What is asked: Render the lines below as a JSON list of strings, one string per line, with blank lines skipped. Leave the picture out of the list.

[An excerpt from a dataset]
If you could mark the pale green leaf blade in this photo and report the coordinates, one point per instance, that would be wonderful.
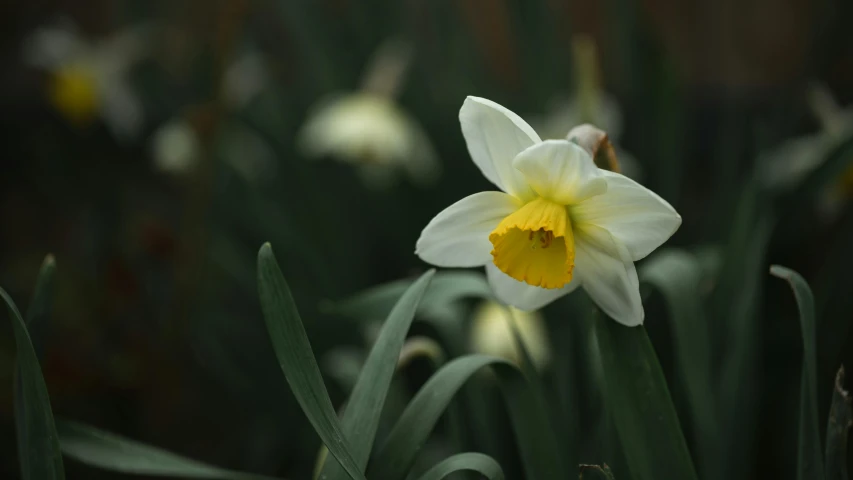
(38, 443)
(360, 420)
(809, 452)
(639, 402)
(471, 461)
(119, 454)
(297, 361)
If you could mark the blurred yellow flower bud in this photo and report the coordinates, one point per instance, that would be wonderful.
(491, 333)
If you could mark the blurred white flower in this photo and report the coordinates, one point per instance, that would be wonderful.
(89, 79)
(368, 129)
(558, 223)
(491, 333)
(175, 147)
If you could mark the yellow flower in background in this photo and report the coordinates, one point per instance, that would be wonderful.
(368, 129)
(558, 223)
(88, 79)
(491, 333)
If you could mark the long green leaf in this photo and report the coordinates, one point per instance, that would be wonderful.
(471, 461)
(539, 453)
(112, 452)
(809, 455)
(639, 402)
(444, 290)
(677, 275)
(364, 407)
(38, 444)
(297, 361)
(837, 430)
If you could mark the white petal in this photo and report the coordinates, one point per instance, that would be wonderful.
(608, 275)
(521, 295)
(561, 171)
(459, 235)
(495, 136)
(638, 218)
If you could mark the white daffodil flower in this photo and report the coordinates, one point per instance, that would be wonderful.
(558, 223)
(491, 333)
(89, 79)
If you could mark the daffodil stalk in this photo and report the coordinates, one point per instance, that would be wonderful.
(557, 223)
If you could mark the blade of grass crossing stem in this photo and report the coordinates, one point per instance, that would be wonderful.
(112, 452)
(538, 453)
(837, 430)
(677, 275)
(38, 445)
(364, 407)
(473, 462)
(639, 402)
(565, 438)
(297, 361)
(809, 455)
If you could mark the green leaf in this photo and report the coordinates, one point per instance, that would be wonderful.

Response to this exercise:
[
  "If you could mark the pale green leaf blade in this photo and report the coordinates, one point per instance, that would be wonderful.",
  "(38, 443)",
  "(360, 420)",
  "(809, 452)",
  "(639, 402)",
  "(471, 461)",
  "(119, 454)",
  "(297, 361)",
  "If you could mark the blurred yellow flower bud in this photo and report the coordinates, one point per instance, that would be wonderful.",
  "(491, 333)",
  "If you could mark the blurred white flower in this photo and report the coordinates, one point per instance, that would be wonderful.",
  "(89, 79)",
  "(368, 129)",
  "(558, 223)",
  "(491, 333)",
  "(175, 147)",
  "If you could mark the yellow flower in background in this photo and report the coordinates, one point per instance, that would be wonderful.",
  "(368, 129)",
  "(558, 223)",
  "(88, 79)",
  "(491, 333)",
  "If you could mark the long green leaf in this photo and report the coordinates, one point per instance, that would be wonderful.",
  "(471, 461)",
  "(539, 453)",
  "(112, 452)",
  "(809, 455)",
  "(639, 402)",
  "(444, 290)",
  "(677, 275)",
  "(364, 407)",
  "(38, 444)",
  "(297, 361)",
  "(837, 430)",
  "If you could mark the white petal in this photo and report the coordinates, one point per instance, that would be wonderful.",
  "(608, 275)",
  "(521, 295)",
  "(561, 171)",
  "(459, 235)",
  "(495, 136)",
  "(638, 218)",
  "If you could mark the white daffodil flower in this photo and report the coordinates, one point per instance, that would be wonderful.",
  "(558, 223)",
  "(491, 333)",
  "(89, 79)",
  "If you could mark the daffodil stalk in this photo and report the coordinates, one point per instance, that would be wonderful.",
  "(557, 223)",
  "If you could mark the blade of grass crossing stem in this photo and report the coordinates, one point per instance, that would be wonderful.",
  "(112, 452)",
  "(538, 453)",
  "(837, 430)",
  "(677, 275)",
  "(38, 445)",
  "(364, 407)",
  "(473, 462)",
  "(639, 402)",
  "(565, 438)",
  "(297, 361)",
  "(809, 455)",
  "If you could mark the green leaf in this photo and report the coordinates, one point per instance, that would be wonderful."
]